[Data for this exercise — start]

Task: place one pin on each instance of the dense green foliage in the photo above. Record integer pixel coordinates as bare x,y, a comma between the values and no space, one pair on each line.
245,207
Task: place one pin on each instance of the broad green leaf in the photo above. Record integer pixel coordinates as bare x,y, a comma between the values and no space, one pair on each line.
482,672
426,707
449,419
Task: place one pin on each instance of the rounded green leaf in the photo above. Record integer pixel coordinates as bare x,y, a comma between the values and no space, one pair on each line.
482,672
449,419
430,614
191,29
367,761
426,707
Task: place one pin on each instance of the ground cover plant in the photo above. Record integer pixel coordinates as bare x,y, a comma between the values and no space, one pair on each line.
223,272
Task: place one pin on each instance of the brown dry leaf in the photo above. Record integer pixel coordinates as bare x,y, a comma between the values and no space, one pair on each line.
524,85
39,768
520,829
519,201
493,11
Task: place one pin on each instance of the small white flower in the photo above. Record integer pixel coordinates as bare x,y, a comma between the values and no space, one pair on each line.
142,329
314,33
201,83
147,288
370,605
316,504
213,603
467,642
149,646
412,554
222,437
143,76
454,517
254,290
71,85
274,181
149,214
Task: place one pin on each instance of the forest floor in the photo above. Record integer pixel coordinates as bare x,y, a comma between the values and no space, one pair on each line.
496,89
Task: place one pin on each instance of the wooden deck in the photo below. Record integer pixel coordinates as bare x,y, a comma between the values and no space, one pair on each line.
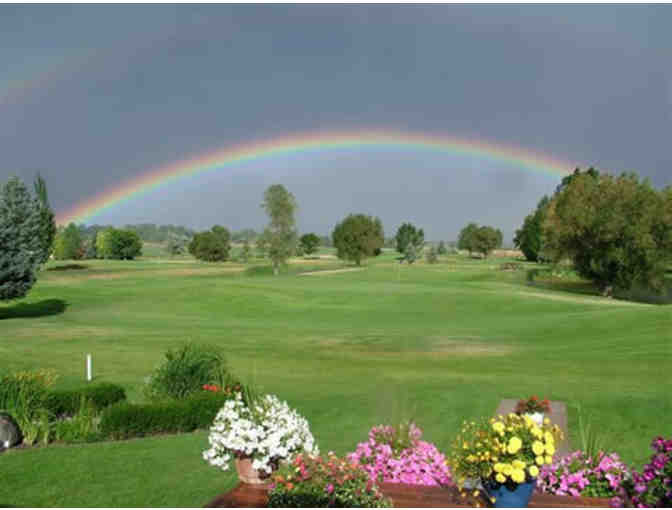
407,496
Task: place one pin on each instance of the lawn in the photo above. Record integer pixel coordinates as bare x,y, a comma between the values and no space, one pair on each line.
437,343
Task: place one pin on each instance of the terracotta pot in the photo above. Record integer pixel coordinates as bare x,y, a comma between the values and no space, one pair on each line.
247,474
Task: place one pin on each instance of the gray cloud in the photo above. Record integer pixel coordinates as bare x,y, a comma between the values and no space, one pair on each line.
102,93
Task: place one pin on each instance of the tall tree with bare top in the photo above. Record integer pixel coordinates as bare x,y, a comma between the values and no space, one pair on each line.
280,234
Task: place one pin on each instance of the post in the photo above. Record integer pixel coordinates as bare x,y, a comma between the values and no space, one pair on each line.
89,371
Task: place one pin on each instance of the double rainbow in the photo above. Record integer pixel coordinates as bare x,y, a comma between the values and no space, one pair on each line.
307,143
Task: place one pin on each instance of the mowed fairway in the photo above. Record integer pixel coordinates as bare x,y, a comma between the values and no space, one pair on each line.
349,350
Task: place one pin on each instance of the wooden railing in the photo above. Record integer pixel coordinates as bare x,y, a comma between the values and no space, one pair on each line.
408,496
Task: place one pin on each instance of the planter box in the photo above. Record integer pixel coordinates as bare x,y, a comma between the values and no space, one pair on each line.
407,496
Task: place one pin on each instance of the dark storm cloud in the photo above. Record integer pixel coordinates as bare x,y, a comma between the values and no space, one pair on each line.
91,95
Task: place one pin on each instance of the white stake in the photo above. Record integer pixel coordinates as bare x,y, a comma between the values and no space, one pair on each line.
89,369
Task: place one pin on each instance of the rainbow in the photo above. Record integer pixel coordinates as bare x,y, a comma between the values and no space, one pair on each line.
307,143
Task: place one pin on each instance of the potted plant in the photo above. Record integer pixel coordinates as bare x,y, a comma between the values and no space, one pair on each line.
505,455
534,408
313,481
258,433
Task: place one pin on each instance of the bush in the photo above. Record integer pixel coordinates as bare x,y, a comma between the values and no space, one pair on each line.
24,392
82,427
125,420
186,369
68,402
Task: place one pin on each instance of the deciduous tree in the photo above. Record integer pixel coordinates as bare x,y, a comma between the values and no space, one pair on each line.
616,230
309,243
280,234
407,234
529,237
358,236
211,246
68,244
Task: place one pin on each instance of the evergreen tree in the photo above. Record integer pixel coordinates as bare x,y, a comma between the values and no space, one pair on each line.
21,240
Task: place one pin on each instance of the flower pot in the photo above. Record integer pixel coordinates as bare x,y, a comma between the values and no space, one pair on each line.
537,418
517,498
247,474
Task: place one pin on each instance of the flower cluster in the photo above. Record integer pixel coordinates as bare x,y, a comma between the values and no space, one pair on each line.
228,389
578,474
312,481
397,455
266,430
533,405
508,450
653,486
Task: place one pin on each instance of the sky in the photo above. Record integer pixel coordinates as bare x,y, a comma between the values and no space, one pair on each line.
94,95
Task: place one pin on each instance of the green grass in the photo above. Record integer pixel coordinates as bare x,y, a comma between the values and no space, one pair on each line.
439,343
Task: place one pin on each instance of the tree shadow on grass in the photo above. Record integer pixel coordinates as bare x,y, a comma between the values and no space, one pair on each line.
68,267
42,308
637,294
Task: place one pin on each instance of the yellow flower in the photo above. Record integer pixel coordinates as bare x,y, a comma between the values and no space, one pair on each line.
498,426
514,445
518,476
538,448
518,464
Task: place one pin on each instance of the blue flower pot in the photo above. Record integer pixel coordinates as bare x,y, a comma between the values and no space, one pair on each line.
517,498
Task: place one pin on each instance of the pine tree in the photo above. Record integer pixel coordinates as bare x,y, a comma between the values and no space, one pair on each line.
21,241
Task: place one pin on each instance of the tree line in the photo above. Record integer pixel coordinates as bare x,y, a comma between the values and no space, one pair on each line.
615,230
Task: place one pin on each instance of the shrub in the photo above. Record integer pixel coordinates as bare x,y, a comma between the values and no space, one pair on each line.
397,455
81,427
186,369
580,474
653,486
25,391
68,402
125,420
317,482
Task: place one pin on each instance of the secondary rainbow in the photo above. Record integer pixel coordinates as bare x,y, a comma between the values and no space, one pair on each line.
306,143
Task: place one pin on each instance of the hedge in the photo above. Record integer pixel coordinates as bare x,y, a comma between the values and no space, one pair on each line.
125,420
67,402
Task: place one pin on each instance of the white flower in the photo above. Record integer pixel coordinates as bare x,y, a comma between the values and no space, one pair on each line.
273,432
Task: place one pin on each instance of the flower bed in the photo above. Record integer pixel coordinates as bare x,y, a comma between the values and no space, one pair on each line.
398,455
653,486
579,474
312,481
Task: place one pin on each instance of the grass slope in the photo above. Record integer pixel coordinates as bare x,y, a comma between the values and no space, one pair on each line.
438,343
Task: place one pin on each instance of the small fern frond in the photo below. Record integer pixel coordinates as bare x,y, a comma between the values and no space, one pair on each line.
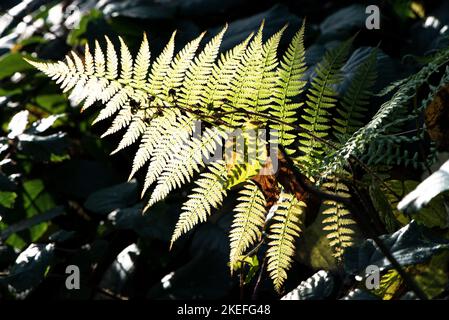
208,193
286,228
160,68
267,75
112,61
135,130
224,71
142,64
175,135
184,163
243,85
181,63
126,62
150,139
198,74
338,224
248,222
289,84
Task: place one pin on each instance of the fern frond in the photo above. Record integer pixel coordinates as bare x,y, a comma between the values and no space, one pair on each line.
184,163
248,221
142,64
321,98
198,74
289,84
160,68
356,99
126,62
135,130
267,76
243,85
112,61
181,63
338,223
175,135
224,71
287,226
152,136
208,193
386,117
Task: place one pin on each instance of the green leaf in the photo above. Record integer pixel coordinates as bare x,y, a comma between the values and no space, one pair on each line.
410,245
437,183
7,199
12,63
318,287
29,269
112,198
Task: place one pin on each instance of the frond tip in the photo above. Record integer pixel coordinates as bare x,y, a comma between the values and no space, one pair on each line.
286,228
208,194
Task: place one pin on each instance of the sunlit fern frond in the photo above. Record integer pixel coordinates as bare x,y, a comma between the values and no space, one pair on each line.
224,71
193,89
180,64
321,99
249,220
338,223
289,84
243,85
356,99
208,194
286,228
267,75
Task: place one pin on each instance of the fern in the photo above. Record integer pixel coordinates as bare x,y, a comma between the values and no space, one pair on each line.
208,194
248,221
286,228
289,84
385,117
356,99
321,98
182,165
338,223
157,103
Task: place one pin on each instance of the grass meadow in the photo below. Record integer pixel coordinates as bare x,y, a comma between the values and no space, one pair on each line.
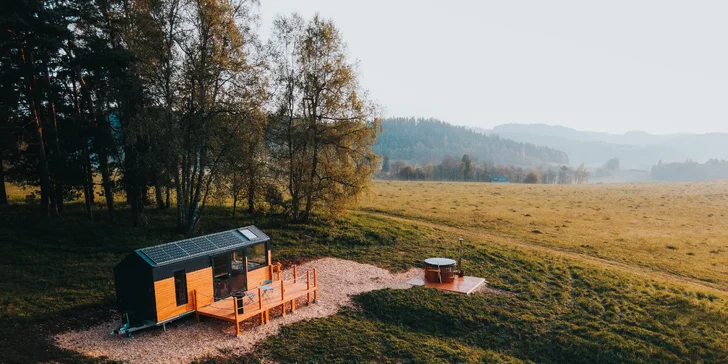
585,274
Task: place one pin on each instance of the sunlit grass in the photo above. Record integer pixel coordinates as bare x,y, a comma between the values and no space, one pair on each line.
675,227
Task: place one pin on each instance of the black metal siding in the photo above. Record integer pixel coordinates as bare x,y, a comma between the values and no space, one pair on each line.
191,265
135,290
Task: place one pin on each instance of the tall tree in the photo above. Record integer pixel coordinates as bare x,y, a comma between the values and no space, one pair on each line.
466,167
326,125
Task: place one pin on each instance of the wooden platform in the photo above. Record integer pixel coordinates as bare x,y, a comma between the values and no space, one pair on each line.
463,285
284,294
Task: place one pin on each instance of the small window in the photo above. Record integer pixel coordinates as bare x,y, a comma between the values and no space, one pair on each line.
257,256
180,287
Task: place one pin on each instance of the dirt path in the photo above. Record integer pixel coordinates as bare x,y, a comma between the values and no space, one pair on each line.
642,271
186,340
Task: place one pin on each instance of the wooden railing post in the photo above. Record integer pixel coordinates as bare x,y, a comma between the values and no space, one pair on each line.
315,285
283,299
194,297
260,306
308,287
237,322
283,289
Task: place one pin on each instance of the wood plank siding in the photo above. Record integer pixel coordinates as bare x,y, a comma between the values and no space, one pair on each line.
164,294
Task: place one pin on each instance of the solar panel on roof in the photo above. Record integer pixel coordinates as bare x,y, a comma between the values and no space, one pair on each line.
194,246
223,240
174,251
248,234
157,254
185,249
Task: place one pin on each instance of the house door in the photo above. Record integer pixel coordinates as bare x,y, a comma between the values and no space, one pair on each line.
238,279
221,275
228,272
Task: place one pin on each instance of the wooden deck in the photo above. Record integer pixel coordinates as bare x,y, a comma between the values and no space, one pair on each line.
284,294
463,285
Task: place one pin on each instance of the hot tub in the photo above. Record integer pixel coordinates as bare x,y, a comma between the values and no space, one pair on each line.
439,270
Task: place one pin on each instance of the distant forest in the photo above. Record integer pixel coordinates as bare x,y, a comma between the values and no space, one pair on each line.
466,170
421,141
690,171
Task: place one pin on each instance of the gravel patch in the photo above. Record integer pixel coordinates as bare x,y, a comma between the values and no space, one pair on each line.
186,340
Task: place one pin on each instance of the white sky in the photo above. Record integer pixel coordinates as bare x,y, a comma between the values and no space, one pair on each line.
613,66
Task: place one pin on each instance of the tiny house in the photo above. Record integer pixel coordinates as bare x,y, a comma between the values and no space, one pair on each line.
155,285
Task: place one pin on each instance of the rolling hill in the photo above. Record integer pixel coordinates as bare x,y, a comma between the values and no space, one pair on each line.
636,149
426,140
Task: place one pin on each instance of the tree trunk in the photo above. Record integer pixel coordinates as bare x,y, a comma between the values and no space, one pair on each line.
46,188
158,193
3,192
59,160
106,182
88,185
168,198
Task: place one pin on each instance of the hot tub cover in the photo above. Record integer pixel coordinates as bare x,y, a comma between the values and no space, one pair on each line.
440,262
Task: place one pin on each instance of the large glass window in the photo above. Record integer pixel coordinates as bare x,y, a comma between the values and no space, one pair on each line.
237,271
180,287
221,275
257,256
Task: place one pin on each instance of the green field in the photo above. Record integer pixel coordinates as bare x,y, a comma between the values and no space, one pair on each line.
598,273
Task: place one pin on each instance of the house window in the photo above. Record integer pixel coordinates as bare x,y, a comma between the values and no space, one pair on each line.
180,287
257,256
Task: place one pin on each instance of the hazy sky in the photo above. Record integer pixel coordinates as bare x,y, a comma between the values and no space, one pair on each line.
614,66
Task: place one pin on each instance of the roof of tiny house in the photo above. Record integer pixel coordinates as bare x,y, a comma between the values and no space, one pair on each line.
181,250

[Data for this exercise — finish]

What is needed
Exactly the lines from the one containing "Task: place one pin on each instance of the hazy" through the last line of the records are to be transcribed, both endpoints included.

Answer
Task: place one pin on each instance of the hazy sky in the photo above. Record integer pixel coordinates as bare x,y, a comma between the values and no space, one pair on each line.
614,66
Task: place one pin on each instance of the roof of tiny house in the photo above. Record integer pixel coordinates as bare x,y, a comma between the values and no space, one pair on each line.
181,250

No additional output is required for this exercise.